Exercise prompt: Look through the data below for the line with "In each <instance>", and transcribe it exactly together with each line after it up to and including the line with "box: [166, 62, 410, 152]". Give nothing else.

Dataset records:
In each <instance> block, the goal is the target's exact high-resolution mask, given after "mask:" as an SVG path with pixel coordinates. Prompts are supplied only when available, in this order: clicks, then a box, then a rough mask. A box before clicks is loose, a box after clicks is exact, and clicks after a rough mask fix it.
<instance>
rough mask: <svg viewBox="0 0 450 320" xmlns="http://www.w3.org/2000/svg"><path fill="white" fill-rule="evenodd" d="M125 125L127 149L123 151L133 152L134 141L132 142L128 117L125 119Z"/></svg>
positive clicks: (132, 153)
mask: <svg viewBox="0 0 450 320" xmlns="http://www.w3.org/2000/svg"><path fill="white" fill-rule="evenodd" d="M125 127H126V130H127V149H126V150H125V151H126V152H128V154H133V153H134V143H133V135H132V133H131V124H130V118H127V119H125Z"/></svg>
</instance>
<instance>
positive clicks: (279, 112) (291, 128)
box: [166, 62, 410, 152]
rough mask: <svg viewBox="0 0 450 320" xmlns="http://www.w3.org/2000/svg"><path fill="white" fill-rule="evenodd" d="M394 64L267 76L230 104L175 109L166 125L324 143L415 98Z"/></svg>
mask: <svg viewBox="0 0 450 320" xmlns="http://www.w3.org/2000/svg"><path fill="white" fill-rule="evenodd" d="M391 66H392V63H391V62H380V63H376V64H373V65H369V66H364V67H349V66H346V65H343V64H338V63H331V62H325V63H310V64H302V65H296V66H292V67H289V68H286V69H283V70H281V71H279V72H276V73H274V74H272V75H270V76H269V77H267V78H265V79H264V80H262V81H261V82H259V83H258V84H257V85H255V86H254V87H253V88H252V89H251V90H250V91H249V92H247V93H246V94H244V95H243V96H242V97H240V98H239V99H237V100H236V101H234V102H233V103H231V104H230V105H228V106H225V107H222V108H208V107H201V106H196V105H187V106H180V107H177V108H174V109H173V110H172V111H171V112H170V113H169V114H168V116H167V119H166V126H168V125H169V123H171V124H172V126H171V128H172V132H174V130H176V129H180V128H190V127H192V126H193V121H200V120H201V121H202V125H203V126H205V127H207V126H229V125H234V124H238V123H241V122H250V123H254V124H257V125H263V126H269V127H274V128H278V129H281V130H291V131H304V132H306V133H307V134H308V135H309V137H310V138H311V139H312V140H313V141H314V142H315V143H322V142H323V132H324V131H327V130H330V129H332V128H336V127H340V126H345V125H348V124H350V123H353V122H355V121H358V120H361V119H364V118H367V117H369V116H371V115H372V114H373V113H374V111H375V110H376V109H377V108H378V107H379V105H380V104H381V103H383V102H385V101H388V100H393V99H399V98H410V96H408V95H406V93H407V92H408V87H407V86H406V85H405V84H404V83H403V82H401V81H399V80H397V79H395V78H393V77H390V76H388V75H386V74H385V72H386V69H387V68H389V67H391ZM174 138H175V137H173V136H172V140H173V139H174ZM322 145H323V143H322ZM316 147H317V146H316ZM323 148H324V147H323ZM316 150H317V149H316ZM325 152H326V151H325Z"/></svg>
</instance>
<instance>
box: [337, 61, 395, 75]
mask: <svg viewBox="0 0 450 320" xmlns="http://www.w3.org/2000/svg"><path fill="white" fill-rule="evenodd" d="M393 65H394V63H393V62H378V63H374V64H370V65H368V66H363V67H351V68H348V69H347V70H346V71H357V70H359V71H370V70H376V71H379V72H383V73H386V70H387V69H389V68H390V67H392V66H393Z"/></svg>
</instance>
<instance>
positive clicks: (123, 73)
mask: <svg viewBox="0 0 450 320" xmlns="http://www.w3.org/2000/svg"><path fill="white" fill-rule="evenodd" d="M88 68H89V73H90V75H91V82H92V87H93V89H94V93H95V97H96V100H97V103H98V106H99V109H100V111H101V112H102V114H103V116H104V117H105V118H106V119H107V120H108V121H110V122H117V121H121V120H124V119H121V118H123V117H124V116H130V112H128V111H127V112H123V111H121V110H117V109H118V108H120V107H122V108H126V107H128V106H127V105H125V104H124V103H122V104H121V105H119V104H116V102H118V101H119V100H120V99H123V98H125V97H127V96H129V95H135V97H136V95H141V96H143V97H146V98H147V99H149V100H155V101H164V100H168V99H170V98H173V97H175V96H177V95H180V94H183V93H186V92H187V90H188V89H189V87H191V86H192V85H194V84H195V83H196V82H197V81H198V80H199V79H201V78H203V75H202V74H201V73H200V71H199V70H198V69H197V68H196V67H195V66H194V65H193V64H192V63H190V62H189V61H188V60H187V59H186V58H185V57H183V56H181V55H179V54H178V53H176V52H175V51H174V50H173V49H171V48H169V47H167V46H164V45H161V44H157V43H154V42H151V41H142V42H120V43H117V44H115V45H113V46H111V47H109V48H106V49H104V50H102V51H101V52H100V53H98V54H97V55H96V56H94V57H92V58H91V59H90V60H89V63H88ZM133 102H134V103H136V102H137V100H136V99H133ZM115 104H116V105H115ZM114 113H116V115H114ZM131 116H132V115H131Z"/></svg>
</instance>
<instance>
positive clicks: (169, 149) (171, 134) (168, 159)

==

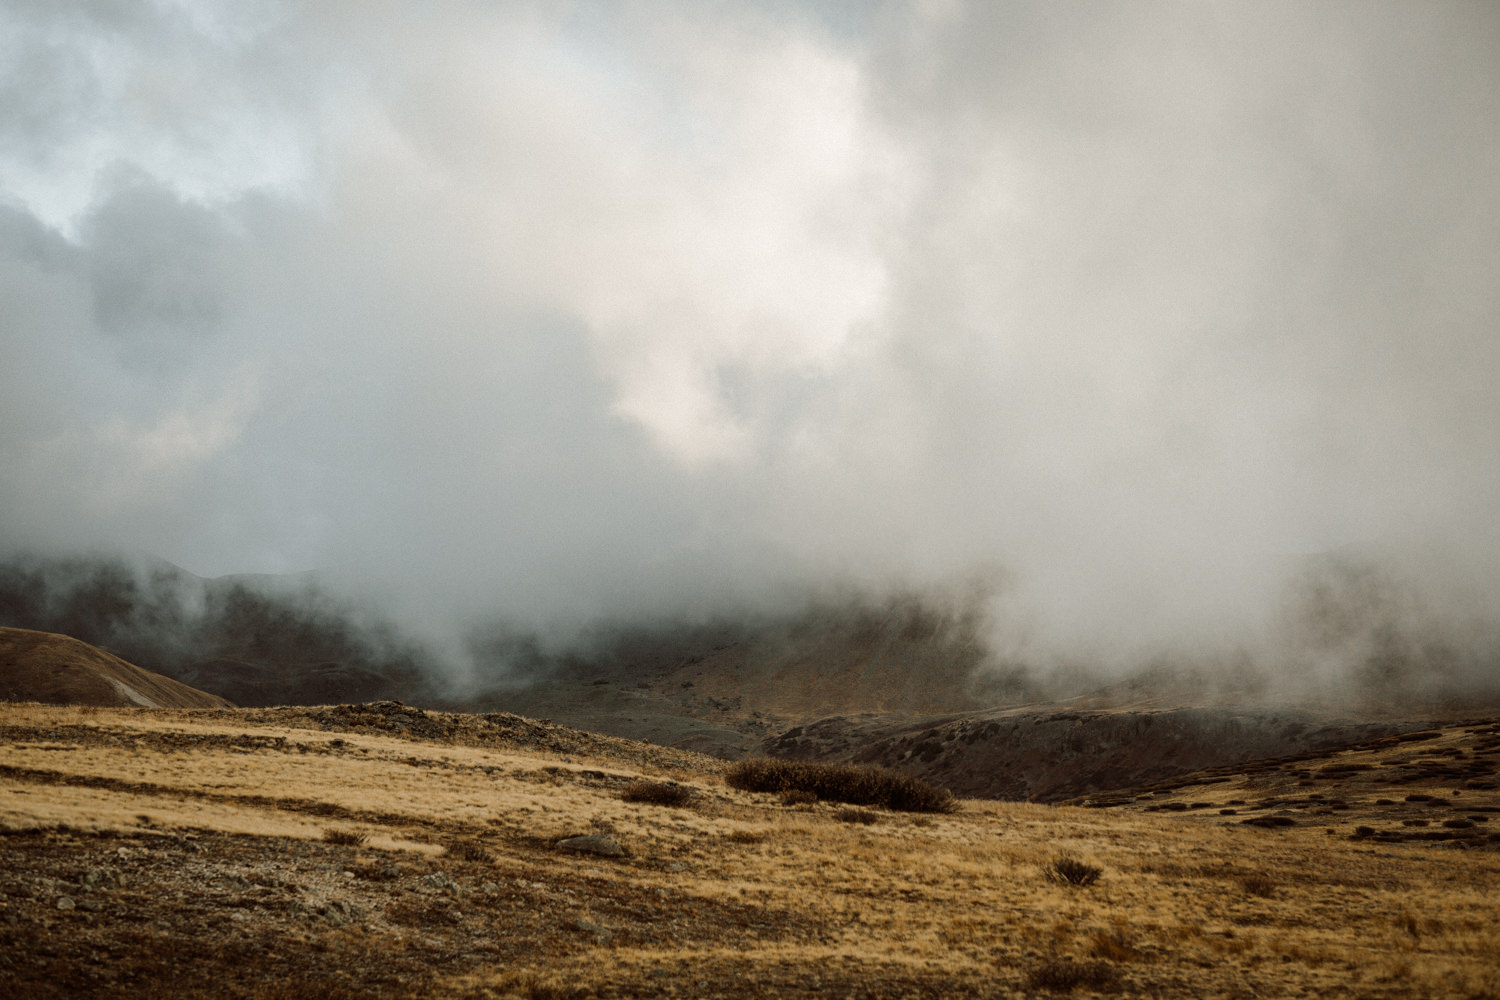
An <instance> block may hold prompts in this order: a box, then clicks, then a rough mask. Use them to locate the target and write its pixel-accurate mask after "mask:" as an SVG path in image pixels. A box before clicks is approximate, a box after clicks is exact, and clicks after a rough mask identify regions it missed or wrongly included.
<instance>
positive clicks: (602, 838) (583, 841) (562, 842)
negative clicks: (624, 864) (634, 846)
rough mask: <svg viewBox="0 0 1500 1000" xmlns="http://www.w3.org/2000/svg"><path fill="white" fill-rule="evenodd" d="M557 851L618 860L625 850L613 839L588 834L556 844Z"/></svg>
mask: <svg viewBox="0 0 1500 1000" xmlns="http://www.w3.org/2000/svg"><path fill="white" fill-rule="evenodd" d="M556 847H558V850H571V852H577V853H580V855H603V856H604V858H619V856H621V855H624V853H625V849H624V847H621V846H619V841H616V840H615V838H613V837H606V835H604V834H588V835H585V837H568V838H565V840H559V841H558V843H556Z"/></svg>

Written answer:
In each <instance> block, the goal is the target's exact high-resolution mask, given after "mask:" as an SVG path with pixel coordinates. Prompts are supplied only when available, in this order: clicks, then a box, then a rough mask. A box before clicks is loose, a box after clicks is exact, and clicks after a rough mask fix it.
<instance>
rough mask: <svg viewBox="0 0 450 320" xmlns="http://www.w3.org/2000/svg"><path fill="white" fill-rule="evenodd" d="M125 125L127 149L123 151L133 152L134 141L132 142L128 117L125 119Z"/></svg>
positive clicks: (132, 153)
mask: <svg viewBox="0 0 450 320" xmlns="http://www.w3.org/2000/svg"><path fill="white" fill-rule="evenodd" d="M125 127H126V130H127V149H126V150H125V151H126V152H128V154H133V153H134V143H133V135H132V133H131V124H130V118H127V119H125Z"/></svg>
</instance>
<instance>
positive clicks: (279, 112) (291, 128)
box: [166, 62, 410, 152]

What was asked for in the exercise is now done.